── Passage shown ──
Don’t Hold Your Breath Until Gasmobiles Are Dinosaurs

January 14th, 2015 by  

Going by what we’ve seen at the North American International Auto Show in Detroit over the past few days, the electric vehicle market is starting to take off like a rocket. But, that certainly doesn’t mean we’re going to see fewer gasmobiles on the road. The reality is that the global population is growing and the auto consumer class is growing along with it. For the foreseeable future, you’re going to see growth in the gasmobile market, too.

That doesn’t have to be all bad news for carbon emissions. Let’s say in the sparkling green near-future, more fossil carbon gets left in the ground, and more gasmobiles are fueled by low carbon — or perhaps even carbon neutral — biomass. The flip side is that we’re quickly going to reach a tipping point for the land and/or water resources needed to raise feedstock for biofuel, unless auto makers pay much more attention to fuel efficient engines than they are now.

That brings us to this beauty of a personal mobility device, which Ford unveiled at the Detroit show on Monday:

2017 Ford GT

Yep, it’s the new 20017 Ford GT (photo by Tina Casey).

Okay, so it’s not a Tesla. And unlike the Ford Focus, the new GT will probably never be modded into a battery EV or, for that matter, into a fuel cell EV (prove us wrong, guys!). However, it does sport a more powerful version of the company’s recently launched EcoBoost fuel efficient engine, and apparently it’s going to serve as a platform for further enhancements to the technology.

Among other awards, the company’s EcoBoost 1.0 liter engine was named International Engine of the Year in its class last summer. Ford initially offered EcoBoost as an option on just a few models including the Fiesta, Focus, and the new 2015 Edge crossover. The customer response must have been quite satisfying because now the Ecoboost is available for every North American model. Aside from the racy GT (the GT pictured above won’t be produced until next year, btw), that includes the off-road Raptor pickup:

Ford Raptor with Ecoboost engine (photo by Tina Casey

New Ford Raptor (photo by Tina Casey).

…and the ultra-luxury new Lincoln:

All new Ford Lincoln (rear view, photo by Tina Casey)
───
── Data section ──
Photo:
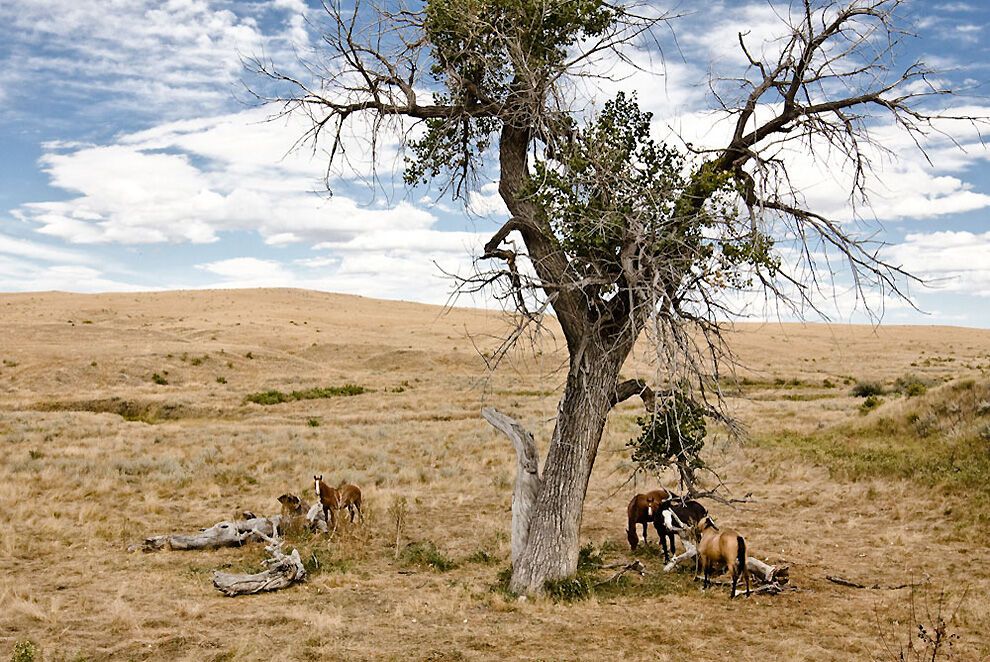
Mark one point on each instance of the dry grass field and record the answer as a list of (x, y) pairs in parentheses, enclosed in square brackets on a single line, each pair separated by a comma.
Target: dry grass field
[(123, 416)]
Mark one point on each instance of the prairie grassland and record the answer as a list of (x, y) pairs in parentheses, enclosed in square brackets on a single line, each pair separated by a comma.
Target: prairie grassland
[(97, 454)]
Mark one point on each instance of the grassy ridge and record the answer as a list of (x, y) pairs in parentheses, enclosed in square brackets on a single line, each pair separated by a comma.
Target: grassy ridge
[(274, 397), (941, 439)]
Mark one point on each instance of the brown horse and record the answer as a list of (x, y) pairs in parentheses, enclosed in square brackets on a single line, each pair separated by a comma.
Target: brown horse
[(721, 549), (294, 512), (643, 509), (333, 499)]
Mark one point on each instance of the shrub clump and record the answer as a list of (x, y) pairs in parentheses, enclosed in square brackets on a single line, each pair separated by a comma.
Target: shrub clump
[(911, 385), (871, 403), (864, 389), (275, 397)]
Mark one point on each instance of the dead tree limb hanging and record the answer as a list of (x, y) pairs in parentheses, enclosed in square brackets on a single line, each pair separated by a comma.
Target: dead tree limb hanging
[(528, 482), (283, 571), (221, 534)]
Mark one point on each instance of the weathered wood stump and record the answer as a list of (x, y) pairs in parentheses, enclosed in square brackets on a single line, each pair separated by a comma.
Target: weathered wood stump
[(283, 571), (773, 578), (528, 481), (222, 534)]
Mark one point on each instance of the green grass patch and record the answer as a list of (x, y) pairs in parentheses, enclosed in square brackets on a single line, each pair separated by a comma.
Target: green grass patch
[(274, 397), (426, 555)]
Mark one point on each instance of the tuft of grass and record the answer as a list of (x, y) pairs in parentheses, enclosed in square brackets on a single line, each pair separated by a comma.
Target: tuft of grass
[(275, 397), (425, 554), (568, 589), (483, 557)]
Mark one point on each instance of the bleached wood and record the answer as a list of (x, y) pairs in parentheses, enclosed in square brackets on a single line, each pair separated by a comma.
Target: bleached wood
[(528, 481), (283, 571), (221, 534), (764, 572)]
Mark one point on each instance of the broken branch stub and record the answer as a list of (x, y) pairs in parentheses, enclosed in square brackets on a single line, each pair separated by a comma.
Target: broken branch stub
[(528, 481)]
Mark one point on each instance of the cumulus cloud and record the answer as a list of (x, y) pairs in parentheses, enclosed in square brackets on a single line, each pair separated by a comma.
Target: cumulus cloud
[(166, 59), (953, 261), (189, 181)]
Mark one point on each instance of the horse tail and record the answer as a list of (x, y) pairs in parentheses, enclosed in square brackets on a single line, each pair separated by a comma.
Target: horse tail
[(740, 555)]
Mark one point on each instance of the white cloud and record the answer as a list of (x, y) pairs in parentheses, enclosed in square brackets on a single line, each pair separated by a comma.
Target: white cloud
[(32, 250), (950, 261), (166, 58), (191, 180)]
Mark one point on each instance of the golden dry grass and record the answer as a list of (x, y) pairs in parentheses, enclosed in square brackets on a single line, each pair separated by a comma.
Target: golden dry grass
[(77, 486)]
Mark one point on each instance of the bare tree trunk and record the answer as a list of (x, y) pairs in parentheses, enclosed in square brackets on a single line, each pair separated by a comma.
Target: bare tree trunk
[(527, 485), (552, 546)]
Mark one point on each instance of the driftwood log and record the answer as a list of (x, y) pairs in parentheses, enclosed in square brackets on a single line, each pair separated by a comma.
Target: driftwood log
[(528, 481), (222, 534), (283, 571), (772, 577)]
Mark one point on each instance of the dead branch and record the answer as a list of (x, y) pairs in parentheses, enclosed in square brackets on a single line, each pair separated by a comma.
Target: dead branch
[(221, 534), (877, 587), (283, 571), (635, 566)]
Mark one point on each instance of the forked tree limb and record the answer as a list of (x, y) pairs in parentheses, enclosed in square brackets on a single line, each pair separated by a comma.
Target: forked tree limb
[(222, 534), (528, 481), (766, 573), (283, 571)]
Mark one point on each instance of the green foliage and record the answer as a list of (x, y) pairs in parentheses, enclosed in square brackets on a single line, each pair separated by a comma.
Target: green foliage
[(477, 45), (673, 435), (275, 397)]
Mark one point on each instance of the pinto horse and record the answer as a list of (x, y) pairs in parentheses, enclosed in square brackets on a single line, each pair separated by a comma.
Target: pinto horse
[(643, 509)]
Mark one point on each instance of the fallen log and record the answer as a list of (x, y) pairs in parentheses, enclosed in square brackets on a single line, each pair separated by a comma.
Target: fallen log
[(283, 571), (764, 572), (635, 566), (221, 534)]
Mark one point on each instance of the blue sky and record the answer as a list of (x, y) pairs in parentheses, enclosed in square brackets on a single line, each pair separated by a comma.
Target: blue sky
[(132, 159)]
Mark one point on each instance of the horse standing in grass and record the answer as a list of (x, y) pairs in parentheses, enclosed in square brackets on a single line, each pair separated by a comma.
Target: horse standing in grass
[(333, 499), (718, 549), (643, 509)]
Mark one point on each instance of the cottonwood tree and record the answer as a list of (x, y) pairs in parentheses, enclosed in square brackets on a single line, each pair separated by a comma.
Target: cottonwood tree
[(616, 233)]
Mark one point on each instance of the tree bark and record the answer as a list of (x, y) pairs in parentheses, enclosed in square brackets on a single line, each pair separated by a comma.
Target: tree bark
[(528, 483), (552, 546)]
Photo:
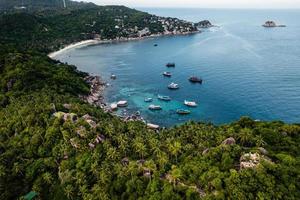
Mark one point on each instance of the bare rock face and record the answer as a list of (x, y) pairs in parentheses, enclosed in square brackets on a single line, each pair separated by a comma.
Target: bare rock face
[(125, 161), (262, 150), (204, 24), (229, 141), (249, 160)]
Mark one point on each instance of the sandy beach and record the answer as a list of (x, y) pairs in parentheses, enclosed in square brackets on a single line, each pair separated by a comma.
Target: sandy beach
[(98, 41), (74, 45)]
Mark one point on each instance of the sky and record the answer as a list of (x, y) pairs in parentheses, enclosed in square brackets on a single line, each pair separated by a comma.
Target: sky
[(260, 4)]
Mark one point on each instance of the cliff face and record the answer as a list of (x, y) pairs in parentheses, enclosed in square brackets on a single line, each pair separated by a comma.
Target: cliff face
[(204, 24)]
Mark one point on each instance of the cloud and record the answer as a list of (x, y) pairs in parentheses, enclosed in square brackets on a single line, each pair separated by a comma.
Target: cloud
[(204, 3)]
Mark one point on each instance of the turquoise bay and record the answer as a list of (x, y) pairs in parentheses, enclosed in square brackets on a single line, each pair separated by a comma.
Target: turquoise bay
[(247, 70)]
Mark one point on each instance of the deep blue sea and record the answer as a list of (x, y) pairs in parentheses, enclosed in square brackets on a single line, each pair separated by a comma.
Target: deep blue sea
[(247, 70)]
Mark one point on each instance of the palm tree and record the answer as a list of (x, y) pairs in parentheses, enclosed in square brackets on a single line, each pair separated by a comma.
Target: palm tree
[(245, 136), (69, 191), (139, 146), (174, 148), (175, 175), (47, 177)]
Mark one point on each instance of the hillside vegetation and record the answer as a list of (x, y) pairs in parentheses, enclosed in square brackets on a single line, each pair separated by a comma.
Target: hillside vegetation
[(53, 143)]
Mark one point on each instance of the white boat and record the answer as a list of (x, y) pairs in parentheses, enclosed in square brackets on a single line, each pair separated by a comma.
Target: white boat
[(190, 103), (164, 98), (113, 76), (154, 107), (148, 100), (114, 106), (167, 74), (173, 86), (153, 126), (122, 104)]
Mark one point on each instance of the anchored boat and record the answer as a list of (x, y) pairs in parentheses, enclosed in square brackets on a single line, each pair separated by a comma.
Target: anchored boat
[(190, 103), (170, 65), (164, 98), (195, 79), (167, 74), (113, 76), (114, 106), (122, 104), (148, 100), (154, 107), (183, 112), (173, 86)]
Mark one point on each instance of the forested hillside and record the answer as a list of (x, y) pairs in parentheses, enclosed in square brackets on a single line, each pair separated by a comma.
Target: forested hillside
[(36, 5), (53, 143)]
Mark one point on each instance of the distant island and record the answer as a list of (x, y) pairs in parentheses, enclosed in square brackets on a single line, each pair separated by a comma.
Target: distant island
[(204, 24), (56, 142), (272, 24)]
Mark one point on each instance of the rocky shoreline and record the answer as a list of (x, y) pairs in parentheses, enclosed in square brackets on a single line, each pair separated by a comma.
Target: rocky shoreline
[(121, 39), (95, 98)]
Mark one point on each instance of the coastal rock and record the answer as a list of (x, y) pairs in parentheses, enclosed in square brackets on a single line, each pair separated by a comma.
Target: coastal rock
[(125, 161), (66, 116), (229, 141), (204, 24), (205, 151), (67, 106)]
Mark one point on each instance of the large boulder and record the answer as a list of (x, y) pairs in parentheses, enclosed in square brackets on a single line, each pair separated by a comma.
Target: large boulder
[(249, 160)]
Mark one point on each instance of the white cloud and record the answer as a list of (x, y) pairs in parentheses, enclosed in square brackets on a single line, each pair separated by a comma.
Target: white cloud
[(204, 3)]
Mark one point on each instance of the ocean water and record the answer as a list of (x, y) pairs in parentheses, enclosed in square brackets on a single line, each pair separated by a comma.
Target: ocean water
[(247, 70)]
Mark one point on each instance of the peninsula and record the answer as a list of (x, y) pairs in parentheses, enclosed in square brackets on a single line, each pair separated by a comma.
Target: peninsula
[(55, 145)]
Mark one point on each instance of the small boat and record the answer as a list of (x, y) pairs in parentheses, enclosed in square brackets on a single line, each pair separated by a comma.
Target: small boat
[(167, 74), (154, 107), (183, 112), (113, 76), (190, 103), (164, 98), (137, 113), (148, 100), (170, 65), (114, 106), (195, 79), (152, 126), (122, 104), (173, 86)]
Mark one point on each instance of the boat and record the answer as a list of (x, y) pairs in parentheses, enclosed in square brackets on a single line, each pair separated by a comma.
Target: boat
[(173, 86), (167, 74), (164, 98), (114, 106), (154, 107), (152, 126), (113, 76), (122, 104), (190, 103), (183, 112), (195, 79), (170, 65), (148, 100)]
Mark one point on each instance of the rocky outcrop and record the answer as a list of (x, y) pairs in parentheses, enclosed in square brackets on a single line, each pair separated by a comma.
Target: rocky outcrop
[(249, 160), (229, 141), (97, 87), (66, 116), (204, 24)]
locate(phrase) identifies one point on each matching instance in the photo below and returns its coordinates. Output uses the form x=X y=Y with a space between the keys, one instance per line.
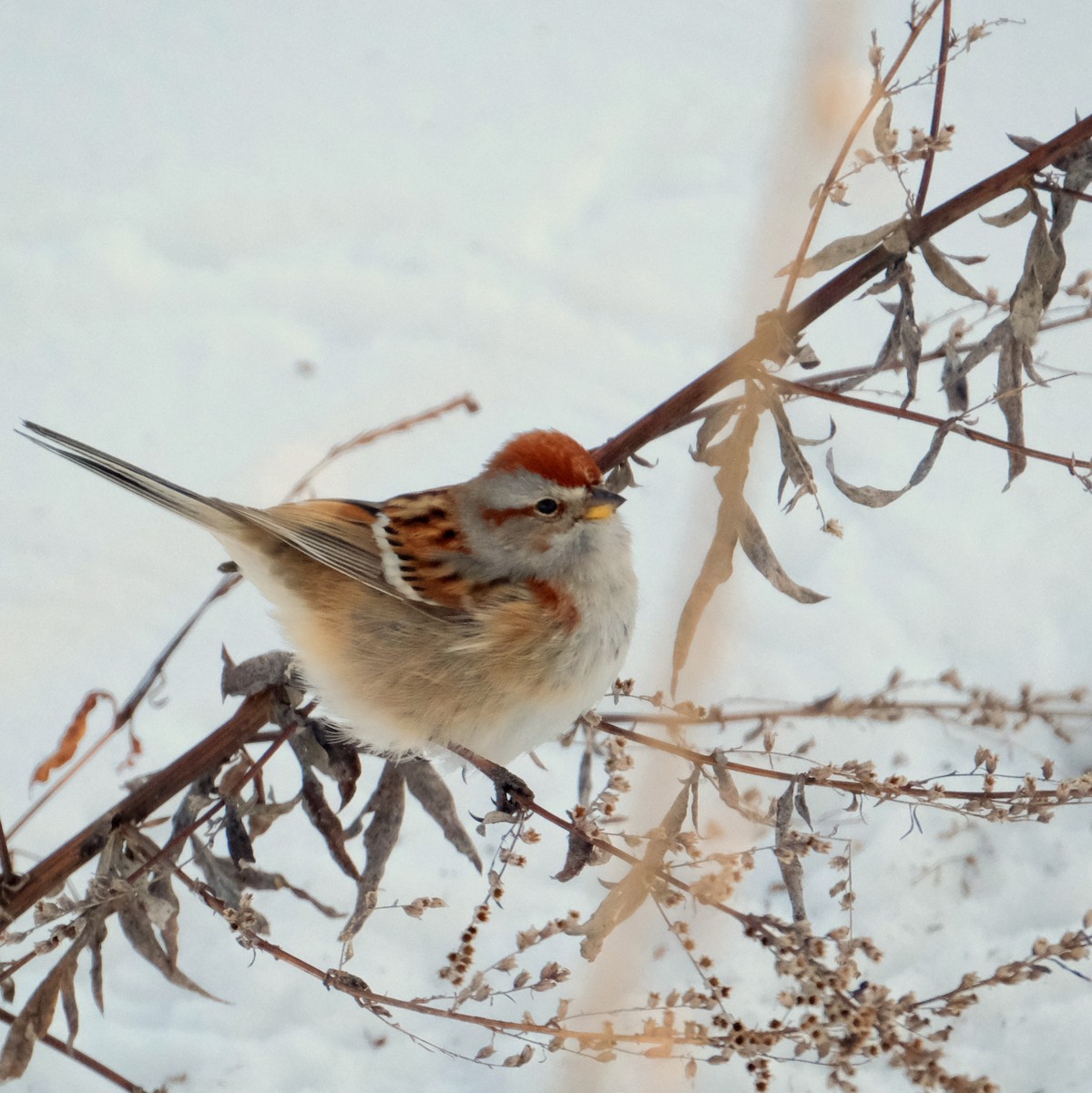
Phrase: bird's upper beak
x=601 y=503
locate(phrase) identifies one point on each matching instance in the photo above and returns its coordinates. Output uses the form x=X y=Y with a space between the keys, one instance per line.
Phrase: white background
x=569 y=211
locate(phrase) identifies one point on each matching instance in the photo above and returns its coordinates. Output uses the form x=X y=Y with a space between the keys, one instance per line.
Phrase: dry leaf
x=137 y=926
x=435 y=798
x=342 y=759
x=877 y=498
x=760 y=556
x=946 y=273
x=33 y=1021
x=732 y=457
x=884 y=138
x=72 y=736
x=788 y=861
x=326 y=822
x=632 y=891
x=1010 y=402
x=845 y=250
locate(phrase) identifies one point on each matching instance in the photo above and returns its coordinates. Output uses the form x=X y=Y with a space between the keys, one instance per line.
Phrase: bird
x=482 y=618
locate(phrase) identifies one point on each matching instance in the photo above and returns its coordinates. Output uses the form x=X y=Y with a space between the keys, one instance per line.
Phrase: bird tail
x=209 y=512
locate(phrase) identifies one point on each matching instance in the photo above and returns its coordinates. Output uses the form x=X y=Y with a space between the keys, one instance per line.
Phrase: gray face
x=520 y=525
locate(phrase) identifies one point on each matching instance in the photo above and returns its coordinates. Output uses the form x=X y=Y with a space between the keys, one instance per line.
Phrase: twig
x=217 y=748
x=938 y=101
x=924 y=419
x=125 y=715
x=879 y=91
x=75 y=1053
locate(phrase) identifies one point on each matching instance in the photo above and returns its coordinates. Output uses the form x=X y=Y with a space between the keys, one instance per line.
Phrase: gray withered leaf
x=260 y=880
x=634 y=888
x=138 y=929
x=717 y=416
x=435 y=798
x=97 y=926
x=326 y=822
x=33 y=1021
x=158 y=895
x=787 y=859
x=1010 y=400
x=873 y=497
x=842 y=250
x=954 y=381
x=1014 y=214
x=342 y=759
x=902 y=348
x=884 y=138
x=946 y=273
x=797 y=468
x=229 y=883
x=801 y=802
x=954 y=372
x=760 y=556
x=240 y=847
x=1037 y=282
x=1077 y=168
x=387 y=803
x=1025 y=143
x=579 y=852
x=730 y=796
x=732 y=456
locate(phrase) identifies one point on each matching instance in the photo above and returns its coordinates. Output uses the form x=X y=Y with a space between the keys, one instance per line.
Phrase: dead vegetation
x=823 y=998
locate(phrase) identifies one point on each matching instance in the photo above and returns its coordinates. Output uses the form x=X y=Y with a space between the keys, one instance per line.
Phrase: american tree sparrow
x=484 y=617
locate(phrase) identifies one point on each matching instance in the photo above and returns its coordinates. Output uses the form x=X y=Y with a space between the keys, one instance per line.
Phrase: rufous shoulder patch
x=551 y=454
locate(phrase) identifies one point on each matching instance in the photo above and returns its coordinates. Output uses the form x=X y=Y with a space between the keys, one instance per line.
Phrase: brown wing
x=338 y=534
x=403 y=547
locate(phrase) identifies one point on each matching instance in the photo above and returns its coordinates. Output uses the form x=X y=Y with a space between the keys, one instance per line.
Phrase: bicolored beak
x=601 y=503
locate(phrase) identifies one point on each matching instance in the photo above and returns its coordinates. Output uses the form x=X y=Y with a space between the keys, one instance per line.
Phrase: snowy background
x=232 y=235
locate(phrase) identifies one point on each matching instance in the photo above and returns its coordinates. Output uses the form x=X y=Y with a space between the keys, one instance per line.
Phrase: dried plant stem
x=938 y=102
x=81 y=1057
x=370 y=436
x=670 y=414
x=6 y=869
x=879 y=91
x=49 y=873
x=355 y=987
x=924 y=419
x=125 y=715
x=881 y=792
───
* Written exercise 1:
In the records, repeat the lines from the one containing "Mark one point on each instance of the palm" up to and including the one containing "175), (47, 177)]".
* Written exercise 2:
Pick up the article on gasmobiles and Ford's EcoBoost engine after its last line, and keep writing.

* Answer 1:
Mark one point on each instance of the palm tree and record the answer as a list of (x, y) pairs in parentheses, enclosed in square brackets on a single line, each pair separated by a comma.
Target: palm tree
[(245, 136), (69, 191), (139, 146), (174, 148), (175, 175), (47, 177)]

* Answer 2:
All new Lincoln, rear view (photo by Tina Casey).

…and also the iconic F-150, which just got a makeover last year with an all-aluminum body (that’s for lighter weight/fuel efficiency/performance as well as virtually 100 percent recycling of scrap on site). Here’s a shot inside just one little corner of Ford’s Rouge factory dedicated exclusively to churning out F-150’s:

Ford Rouge factory

Putting all these pieces together with what we already know about EVs, we’re more convinced than ever that electric vehicles will dominate the 21st century, despite the recent freefall in oil prices. However, the realness is that gasmobiles and hybrids will also play a significant role far into the future (take another look at that Rouge factory if you need more evidence).


Biofuel could provide a sustainable answer, but not necessarily a cheap one: consider the three-way tension between a continuing demand for liquid fuel, the growing pressure to keep more fossil carbon in the ground, and the impact on land and water resources from biofuel production.

Let’s face it, the future price of liquid fuel, whether bio or petro, is going to go up. For that matter, the petroleum industry is already retrenching like crazy (at least, here in the US) and reserves are being stockpiled in tankers offshore in anticipation of the inevitable oil price spike to come.

That sets the table for auto manufacturers to continue to develop the next generation of fuel efficient gasmobile engines to meet the full range of consumer demand, including adventurers, funseekers, and luxury buyers as well as the budget and eco-aware markets.

That’s our takeaway from the Detroit Auto Show, take it or leave it.

Speaking of leaving, we only had a couple of days at the show and now we’re done. We’ve been focusing on Ford because the company made it possible for us to get to Detroit in the first place, but we also had a chance to run down to the mysterious lower level of the convention hall and check out the biggest autonomous vehicle that you’ve probably ever seen in your whole entire life, among other goodies, so stay tuned for some exclusive auto show coverage.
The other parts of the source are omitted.